#### TEXT EXCERPT
....................
In August 2014, the FASB issued ASU 2014-15, Disclosure of Uncertainties About an Entity’s Ability to Continue as a Going Concern (“ASU 2014-15”). ASU 2014-15 requires management to perform interim and annual assessments of an entity’s ability to continue as a going concern within one year of the date the financial statements are issued and provides guidance on determining when and how to disclose going concern uncertainties in the financial statements. Certain disclosures will be required if conditions give rise to substantial doubt about an entity’s ability to continue as a going concern. The amendments in ASU 2014-15 are effective for the annual period ending after December 15, 2016, and for annual periods and interim periods thereafter. Early application is permitted. The Company will apply the requirements of ASU 2014-15 during the fiscal year ended March 31, 2017.
....................
#### DATASET EXTRACT
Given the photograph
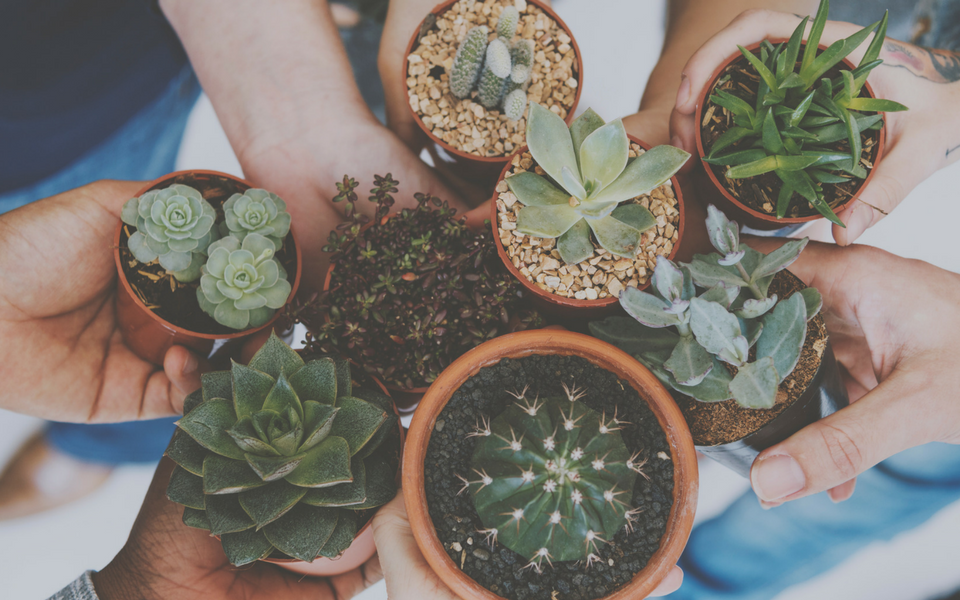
....................
#### TO DO
A: Could you echo the stretch of the going-concern passage from "In August 2014, the" through "March 31, 2017."?
B: Which calendar dates appear in the going-concern passage? List each one.

#### TASK-BY-TASK OUTPUTS
A:
In August 2014, the FASB issued ASU 2014-15, Disclosure of Uncertainties About an Entity’s Ability to Continue as a Going Concern (“ASU 2014-15”). ASU 2014-15 requires management to perform interim and annual assessments of an entity’s ability to continue as a going concern within one year of the date the financial statements are issued and provides guidance on determining when and how to disclose going concern uncertainties in the financial statements. Certain disclosures will be required if conditions give rise to substantial doubt about an entity’s ability to continue as a going concern. The amendments in ASU 2014-15 are effective for the annual period ending after December 15, 2016, and for annual periods and interim periods thereafter. Early application is permitted. The Company will apply the requirements of ASU 2014-15 during the fiscal year ended March 31, 2017.

B:
August 2014
December 15, 2016
March 31, 2017